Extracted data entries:
——————————

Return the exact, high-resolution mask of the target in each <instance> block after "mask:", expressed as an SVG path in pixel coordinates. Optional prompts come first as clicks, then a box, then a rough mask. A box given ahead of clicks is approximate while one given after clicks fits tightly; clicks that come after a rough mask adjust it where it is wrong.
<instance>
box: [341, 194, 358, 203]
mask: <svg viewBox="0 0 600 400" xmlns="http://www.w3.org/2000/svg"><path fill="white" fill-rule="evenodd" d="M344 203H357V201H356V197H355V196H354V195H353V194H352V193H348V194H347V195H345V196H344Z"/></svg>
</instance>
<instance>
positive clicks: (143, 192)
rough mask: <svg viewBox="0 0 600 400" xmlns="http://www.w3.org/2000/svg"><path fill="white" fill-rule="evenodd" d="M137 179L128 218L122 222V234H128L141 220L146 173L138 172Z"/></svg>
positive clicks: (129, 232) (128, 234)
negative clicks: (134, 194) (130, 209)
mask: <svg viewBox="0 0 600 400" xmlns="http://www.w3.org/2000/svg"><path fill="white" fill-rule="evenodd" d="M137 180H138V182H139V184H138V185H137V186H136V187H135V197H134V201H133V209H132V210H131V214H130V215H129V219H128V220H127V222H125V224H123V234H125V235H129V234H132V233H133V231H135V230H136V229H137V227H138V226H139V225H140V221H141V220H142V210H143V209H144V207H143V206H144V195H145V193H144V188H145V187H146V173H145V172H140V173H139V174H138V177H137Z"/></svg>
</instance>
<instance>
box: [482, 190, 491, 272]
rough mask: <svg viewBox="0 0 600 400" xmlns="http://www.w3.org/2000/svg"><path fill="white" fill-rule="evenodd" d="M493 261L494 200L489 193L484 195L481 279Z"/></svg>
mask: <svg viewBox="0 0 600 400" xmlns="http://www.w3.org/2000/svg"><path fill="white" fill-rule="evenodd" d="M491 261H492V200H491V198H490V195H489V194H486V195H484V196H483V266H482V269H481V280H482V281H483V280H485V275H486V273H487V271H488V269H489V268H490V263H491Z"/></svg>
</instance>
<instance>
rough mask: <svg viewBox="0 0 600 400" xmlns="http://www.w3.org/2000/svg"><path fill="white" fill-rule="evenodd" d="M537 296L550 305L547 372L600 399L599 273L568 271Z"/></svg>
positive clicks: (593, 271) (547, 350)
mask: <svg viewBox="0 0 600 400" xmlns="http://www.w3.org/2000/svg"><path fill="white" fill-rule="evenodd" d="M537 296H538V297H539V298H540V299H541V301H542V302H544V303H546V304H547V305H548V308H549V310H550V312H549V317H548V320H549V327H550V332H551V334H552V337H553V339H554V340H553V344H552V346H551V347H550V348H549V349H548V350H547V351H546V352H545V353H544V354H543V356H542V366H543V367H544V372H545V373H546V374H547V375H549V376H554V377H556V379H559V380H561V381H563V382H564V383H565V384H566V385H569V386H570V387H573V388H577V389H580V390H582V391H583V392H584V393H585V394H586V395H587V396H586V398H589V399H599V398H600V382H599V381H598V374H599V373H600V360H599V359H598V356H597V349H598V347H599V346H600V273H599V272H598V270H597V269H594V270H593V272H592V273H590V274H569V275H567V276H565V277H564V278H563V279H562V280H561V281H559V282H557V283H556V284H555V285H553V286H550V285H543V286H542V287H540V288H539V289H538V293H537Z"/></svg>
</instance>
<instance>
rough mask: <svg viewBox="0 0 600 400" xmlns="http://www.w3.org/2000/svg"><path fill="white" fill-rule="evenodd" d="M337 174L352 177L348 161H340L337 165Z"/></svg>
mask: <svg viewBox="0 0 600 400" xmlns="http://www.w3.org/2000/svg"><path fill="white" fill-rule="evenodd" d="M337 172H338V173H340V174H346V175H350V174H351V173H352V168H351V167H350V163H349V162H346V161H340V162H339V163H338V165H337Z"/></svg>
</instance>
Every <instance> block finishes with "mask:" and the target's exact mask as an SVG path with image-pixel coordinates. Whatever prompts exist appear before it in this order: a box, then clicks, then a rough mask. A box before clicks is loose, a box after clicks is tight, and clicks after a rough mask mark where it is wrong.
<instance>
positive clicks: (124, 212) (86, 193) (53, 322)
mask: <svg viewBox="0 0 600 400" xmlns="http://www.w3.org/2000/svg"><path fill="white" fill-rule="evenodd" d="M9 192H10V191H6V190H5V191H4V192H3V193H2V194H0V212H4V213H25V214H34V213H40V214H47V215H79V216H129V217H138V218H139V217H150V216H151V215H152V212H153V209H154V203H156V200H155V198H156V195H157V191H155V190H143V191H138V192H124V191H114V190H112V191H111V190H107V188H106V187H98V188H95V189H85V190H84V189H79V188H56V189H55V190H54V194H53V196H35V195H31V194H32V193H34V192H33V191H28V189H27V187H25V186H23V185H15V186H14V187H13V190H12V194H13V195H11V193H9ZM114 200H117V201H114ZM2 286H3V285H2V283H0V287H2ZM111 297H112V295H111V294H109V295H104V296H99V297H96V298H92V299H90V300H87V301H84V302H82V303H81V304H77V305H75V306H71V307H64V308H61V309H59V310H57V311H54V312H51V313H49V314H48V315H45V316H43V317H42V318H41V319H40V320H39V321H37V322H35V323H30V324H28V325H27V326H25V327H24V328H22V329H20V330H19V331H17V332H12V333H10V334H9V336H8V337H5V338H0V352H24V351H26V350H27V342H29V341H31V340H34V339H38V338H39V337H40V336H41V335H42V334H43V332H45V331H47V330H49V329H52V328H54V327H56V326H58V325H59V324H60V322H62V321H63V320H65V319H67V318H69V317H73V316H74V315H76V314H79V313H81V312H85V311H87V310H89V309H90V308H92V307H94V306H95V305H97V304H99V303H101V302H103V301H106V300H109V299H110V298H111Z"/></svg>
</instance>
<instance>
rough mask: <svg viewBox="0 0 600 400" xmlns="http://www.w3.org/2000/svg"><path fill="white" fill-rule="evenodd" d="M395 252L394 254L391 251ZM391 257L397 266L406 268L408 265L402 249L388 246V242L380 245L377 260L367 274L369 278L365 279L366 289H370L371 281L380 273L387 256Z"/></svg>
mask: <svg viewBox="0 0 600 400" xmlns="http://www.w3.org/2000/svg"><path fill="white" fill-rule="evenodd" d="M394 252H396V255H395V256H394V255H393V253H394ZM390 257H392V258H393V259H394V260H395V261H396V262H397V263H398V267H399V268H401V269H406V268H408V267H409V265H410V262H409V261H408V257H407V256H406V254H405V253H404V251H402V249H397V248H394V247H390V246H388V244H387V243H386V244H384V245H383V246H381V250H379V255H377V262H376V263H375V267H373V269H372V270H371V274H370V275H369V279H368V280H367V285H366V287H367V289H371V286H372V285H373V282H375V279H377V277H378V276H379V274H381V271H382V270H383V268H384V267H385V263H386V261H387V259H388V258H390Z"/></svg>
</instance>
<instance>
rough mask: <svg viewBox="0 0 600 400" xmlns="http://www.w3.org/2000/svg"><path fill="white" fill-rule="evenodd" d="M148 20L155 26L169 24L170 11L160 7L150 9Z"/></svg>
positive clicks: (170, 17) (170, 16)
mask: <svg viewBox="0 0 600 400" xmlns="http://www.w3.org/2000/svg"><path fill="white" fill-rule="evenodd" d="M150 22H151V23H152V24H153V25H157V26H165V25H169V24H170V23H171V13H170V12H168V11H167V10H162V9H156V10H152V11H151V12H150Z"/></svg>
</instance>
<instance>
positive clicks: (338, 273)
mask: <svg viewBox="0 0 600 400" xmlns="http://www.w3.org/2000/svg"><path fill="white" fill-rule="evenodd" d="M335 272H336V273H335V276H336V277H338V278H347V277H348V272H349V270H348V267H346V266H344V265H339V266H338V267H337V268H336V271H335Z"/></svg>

——————————

Copy the entries above verbatim, starting at their first line and ending with the line that contains "box: [341, 194, 358, 203]", including both of those lines.

Return the exact, high-resolution mask of the target in each <instance> block after "mask:", expressed as an SVG path in pixel coordinates. Optional prompts come first as clicks, then a box, then a rough mask. A box given ahead of clicks is approximate while one given after clicks fits tightly; clicks that come after a rough mask adjust it where it is wrong.
<instance>
box: [341, 194, 358, 203]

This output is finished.